What to do: Exclude the pictures, and otherwise reproduce the data in full.

Material for the task:
---*---
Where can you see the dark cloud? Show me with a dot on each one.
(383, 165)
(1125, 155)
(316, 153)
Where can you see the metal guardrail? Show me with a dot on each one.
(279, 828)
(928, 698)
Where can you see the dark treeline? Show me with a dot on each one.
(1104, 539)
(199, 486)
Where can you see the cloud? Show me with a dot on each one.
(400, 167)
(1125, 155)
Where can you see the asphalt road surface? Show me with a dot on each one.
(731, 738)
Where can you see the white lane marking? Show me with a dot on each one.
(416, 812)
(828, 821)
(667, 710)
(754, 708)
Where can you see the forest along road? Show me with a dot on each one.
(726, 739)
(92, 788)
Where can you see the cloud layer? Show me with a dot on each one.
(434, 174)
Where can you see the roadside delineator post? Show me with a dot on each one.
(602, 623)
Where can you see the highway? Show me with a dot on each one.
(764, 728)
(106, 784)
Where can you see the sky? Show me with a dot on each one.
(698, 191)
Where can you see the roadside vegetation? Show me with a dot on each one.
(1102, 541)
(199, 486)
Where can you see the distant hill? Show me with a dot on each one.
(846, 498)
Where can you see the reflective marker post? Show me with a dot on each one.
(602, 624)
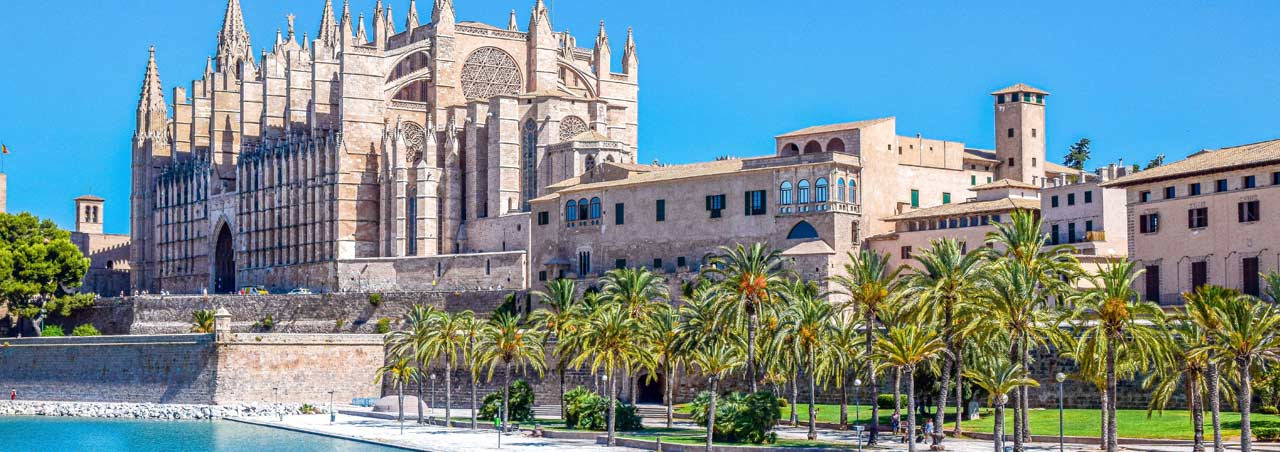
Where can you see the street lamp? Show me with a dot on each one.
(1060, 378)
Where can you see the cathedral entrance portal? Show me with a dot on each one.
(224, 261)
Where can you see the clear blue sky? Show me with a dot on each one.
(718, 77)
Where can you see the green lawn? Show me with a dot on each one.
(1174, 424)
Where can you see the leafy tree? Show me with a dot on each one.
(202, 320)
(39, 266)
(869, 283)
(1159, 160)
(750, 277)
(1078, 154)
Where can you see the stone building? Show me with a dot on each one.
(1207, 219)
(819, 196)
(108, 254)
(362, 158)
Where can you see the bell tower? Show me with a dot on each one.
(1020, 133)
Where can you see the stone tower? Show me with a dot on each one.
(1020, 133)
(88, 214)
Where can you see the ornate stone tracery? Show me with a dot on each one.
(489, 72)
(572, 127)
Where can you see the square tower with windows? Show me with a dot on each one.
(1020, 133)
(88, 214)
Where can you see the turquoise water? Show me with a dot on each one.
(113, 434)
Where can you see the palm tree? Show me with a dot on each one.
(661, 334)
(1024, 243)
(1203, 309)
(504, 341)
(909, 347)
(412, 342)
(1180, 368)
(470, 330)
(752, 277)
(841, 352)
(946, 281)
(809, 324)
(557, 318)
(443, 338)
(202, 320)
(401, 371)
(612, 341)
(640, 292)
(1249, 336)
(716, 360)
(997, 375)
(1009, 306)
(1116, 318)
(869, 283)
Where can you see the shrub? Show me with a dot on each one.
(740, 418)
(86, 329)
(1267, 433)
(585, 410)
(521, 403)
(886, 401)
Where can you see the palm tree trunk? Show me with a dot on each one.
(910, 410)
(613, 409)
(420, 402)
(448, 392)
(711, 416)
(940, 416)
(869, 324)
(1214, 403)
(666, 389)
(1246, 405)
(844, 406)
(897, 396)
(1193, 405)
(1112, 438)
(999, 433)
(795, 397)
(506, 398)
(813, 396)
(959, 389)
(750, 351)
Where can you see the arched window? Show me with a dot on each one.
(529, 161)
(801, 229)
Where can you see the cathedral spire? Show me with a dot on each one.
(328, 28)
(411, 21)
(233, 42)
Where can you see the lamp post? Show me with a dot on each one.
(1060, 378)
(332, 414)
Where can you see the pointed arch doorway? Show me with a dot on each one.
(224, 261)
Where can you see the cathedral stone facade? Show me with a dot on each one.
(366, 159)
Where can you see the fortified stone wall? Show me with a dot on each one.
(325, 313)
(193, 368)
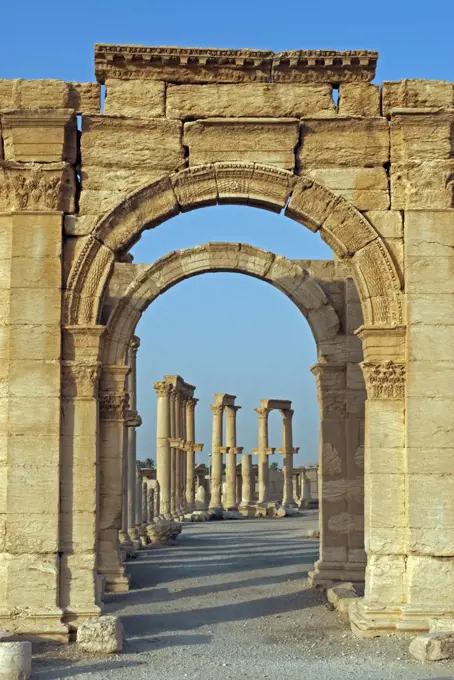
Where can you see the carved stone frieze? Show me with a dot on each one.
(80, 379)
(384, 380)
(189, 64)
(112, 406)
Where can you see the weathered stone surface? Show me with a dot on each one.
(433, 647)
(115, 141)
(49, 94)
(39, 136)
(135, 98)
(265, 100)
(421, 137)
(359, 99)
(102, 635)
(366, 188)
(422, 185)
(269, 141)
(343, 142)
(416, 94)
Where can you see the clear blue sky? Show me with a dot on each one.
(226, 332)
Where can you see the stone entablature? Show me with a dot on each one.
(189, 64)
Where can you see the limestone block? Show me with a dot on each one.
(39, 136)
(340, 596)
(359, 99)
(135, 98)
(268, 141)
(267, 100)
(119, 142)
(385, 578)
(433, 647)
(429, 234)
(388, 223)
(343, 142)
(103, 635)
(429, 420)
(415, 94)
(366, 188)
(15, 660)
(429, 579)
(421, 137)
(84, 98)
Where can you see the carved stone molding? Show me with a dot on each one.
(112, 406)
(192, 64)
(40, 188)
(80, 379)
(384, 380)
(162, 388)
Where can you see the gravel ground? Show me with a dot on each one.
(231, 601)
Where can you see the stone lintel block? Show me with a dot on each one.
(415, 94)
(270, 141)
(84, 98)
(388, 223)
(421, 136)
(359, 99)
(120, 142)
(267, 100)
(365, 188)
(348, 141)
(135, 98)
(40, 135)
(47, 187)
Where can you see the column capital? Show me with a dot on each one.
(162, 388)
(385, 380)
(135, 343)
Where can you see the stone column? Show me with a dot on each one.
(80, 586)
(287, 452)
(133, 421)
(190, 452)
(216, 458)
(173, 457)
(163, 458)
(230, 439)
(178, 401)
(113, 399)
(263, 452)
(247, 508)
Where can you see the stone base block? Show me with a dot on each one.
(37, 628)
(370, 620)
(232, 514)
(325, 574)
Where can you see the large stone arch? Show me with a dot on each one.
(134, 287)
(154, 280)
(348, 233)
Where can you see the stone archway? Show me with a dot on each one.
(348, 232)
(344, 229)
(134, 287)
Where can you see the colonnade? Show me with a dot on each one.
(175, 447)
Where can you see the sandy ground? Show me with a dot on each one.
(231, 601)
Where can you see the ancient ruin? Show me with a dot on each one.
(184, 128)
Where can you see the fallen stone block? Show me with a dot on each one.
(163, 532)
(103, 635)
(433, 647)
(341, 595)
(15, 660)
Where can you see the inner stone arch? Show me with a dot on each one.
(343, 228)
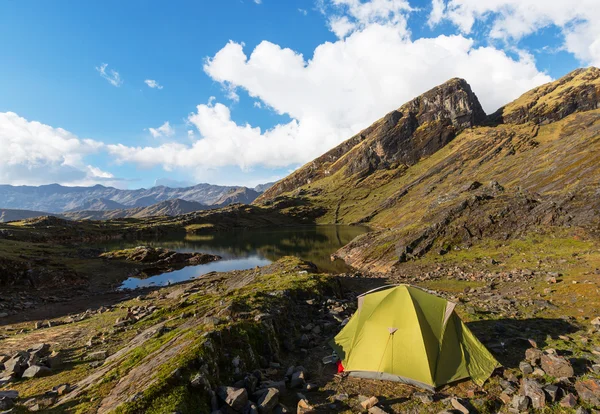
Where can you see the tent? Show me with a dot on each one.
---*---
Solution for this task:
Where can you see the dark cloud? Show me with a dot on each one.
(383, 165)
(1125, 155)
(316, 153)
Where can you see the metal guardrail? Show me with a dot on each one.
(279, 828)
(928, 698)
Where can you see the dark treeline? Show me with a dot on each one.
(1104, 539)
(199, 486)
Where can you see the cloud? Show me with a dot on each one.
(400, 167)
(1125, 155)
Where can you see the asphalt road surface? Show me with a dot on each one.
(731, 738)
Where can you see the white lane marking? Show me with a dot on each one.
(416, 812)
(828, 821)
(667, 710)
(754, 708)
Where can you see the forest along road? Show me with a dot on each one.
(726, 739)
(92, 788)
Where can you see the cloud layer? Show me with a dot on each one.
(434, 174)
Where can you see the roadside delineator post? Show me with a dot on each one.
(602, 623)
Where can you see the highway? Show me with a dot on each one.
(764, 728)
(106, 784)
Where can you see the sky? Show me with a dot on each one.
(698, 191)
Where can you see the roadside vegetation? Show me with a dot on each one.
(1102, 541)
(199, 486)
Where can you see the distant hill? Show me with a dot on each one.
(846, 498)
Where can you see the reflective marker post? Show me with a dot on each one.
(602, 624)
Where can you see the street lamp? Show me with a dot on each one.
(1060, 378)
Where can you see the cathedral entrance portal? Show me with a dot on each one.
(224, 261)
Where can you see the clear blue sky? Show me with a dot on each one.
(718, 77)
Where can you see the green lawn? Show me with a dot on each one.
(1174, 424)
Where can you see the leafy tree? Show me with a dot on each one.
(202, 320)
(39, 266)
(869, 283)
(1159, 160)
(750, 277)
(1078, 154)
Where can you see the stone building? Show me with a dot on each one.
(1207, 219)
(819, 196)
(108, 254)
(362, 158)
Where can you see the bell tower? Show me with a dot on each one.
(1020, 133)
Where can you see the stone tower? Show me with a dot on each one.
(1020, 133)
(88, 214)
Where can you see the ornate stone tracery? Show me with a dot on each one.
(489, 72)
(572, 127)
Where can you see the square tower with windows? Show me with a dot on each one.
(1020, 133)
(88, 214)
Where can you see the turquoise water? Show me with a dot on each one.
(113, 434)
Where can you see the palm tree? Show me with a dot on each one.
(661, 334)
(1024, 243)
(1203, 309)
(504, 341)
(909, 347)
(412, 342)
(1180, 368)
(470, 330)
(752, 277)
(841, 352)
(946, 281)
(809, 324)
(557, 318)
(443, 338)
(202, 320)
(401, 371)
(612, 341)
(640, 292)
(1249, 336)
(716, 360)
(997, 375)
(1009, 306)
(1116, 318)
(869, 283)
Where can you see the shrub? Show me with a dot on each one.
(740, 418)
(86, 329)
(1267, 433)
(585, 410)
(521, 403)
(886, 401)
Where can you see the palm tree trunk? Show me with a dot on each one.
(910, 410)
(613, 409)
(420, 402)
(448, 392)
(711, 416)
(940, 416)
(869, 324)
(1214, 403)
(666, 389)
(1246, 405)
(844, 406)
(897, 396)
(1193, 405)
(1112, 438)
(999, 433)
(795, 397)
(506, 398)
(813, 396)
(959, 389)
(750, 351)
Where can you see the arched window? Show me with a dot on each one.
(529, 161)
(801, 229)
Where can you see the cathedral spire? Show me with a dot on each one.
(328, 28)
(411, 21)
(233, 42)
Where can you see the lamp post? Show me with a dot on each one.
(1060, 378)
(332, 414)
Where can you see the pointed arch doorway? Show me with a dot on each one.
(224, 261)
Where can you see the cathedral stone facade? Show me with a dot on each one.
(366, 159)
Where can you see the fortified stone wall? Show me with a dot on each one.
(325, 313)
(193, 368)
Where can you see the carved stone frieze? Show me with a dot on each one.
(80, 379)
(384, 380)
(189, 64)
(112, 406)
Where can you see the weathered stone surface? Show me with a dot on each one.
(433, 647)
(115, 141)
(49, 94)
(39, 136)
(135, 98)
(265, 100)
(421, 137)
(359, 99)
(102, 635)
(366, 188)
(422, 185)
(269, 141)
(343, 142)
(416, 94)
Where can you see the clear blue sky? Show me with a dot on each one.
(226, 332)
Where can you see the stone entablature? Show me with a dot on each one.
(189, 64)
Where can you see the limestone block? Show me with a dot on each one.
(39, 136)
(340, 596)
(359, 99)
(135, 98)
(268, 141)
(267, 100)
(119, 142)
(385, 578)
(433, 647)
(429, 234)
(388, 223)
(343, 142)
(103, 635)
(429, 420)
(415, 94)
(366, 188)
(15, 660)
(429, 579)
(421, 137)
(84, 98)
Where can you see the carved stone molding? Show me with a dot on each one.
(112, 406)
(192, 64)
(40, 188)
(80, 379)
(384, 380)
(162, 388)
Where can you see the gravel ground? Show me with a dot on each one.
(231, 601)
Where can you see the stone lintel block? Show me with a dot on each one.
(415, 94)
(270, 141)
(84, 98)
(388, 223)
(421, 136)
(359, 99)
(120, 142)
(267, 100)
(365, 188)
(348, 141)
(135, 98)
(40, 135)
(47, 187)
Where can you see the column capital? Show me with a dot on each one.
(162, 388)
(385, 380)
(135, 343)
Where can you see the stone column? Show me with a dot on each one.
(80, 586)
(287, 452)
(133, 421)
(190, 452)
(216, 458)
(173, 457)
(163, 458)
(230, 439)
(178, 401)
(113, 399)
(263, 452)
(247, 508)
Where can you see the stone base block? Show me with a dot on each one.
(37, 628)
(370, 620)
(232, 514)
(325, 574)
Where can you see the large stone arch? Show me with a dot on each one.
(134, 287)
(154, 280)
(348, 233)
Where can you see the stone archway? Show me with a dot on each one.
(348, 232)
(344, 229)
(134, 287)
Where can you see the colonnade? Show me with a dot on each one.
(175, 447)
Where can you see the sandy ground? Show me with a dot on each one.
(231, 601)
Where can you see the ancient ruin? Show me with a dot on each one.
(184, 128)
Where can you see the fallen stone block? Show me with a dot on each one.
(163, 532)
(103, 635)
(433, 647)
(341, 595)
(15, 660)
Where can you see the inner stone arch? Show me with a dot on each one.
(343, 228)
Where can you see the tent? Show me with a dot on each one.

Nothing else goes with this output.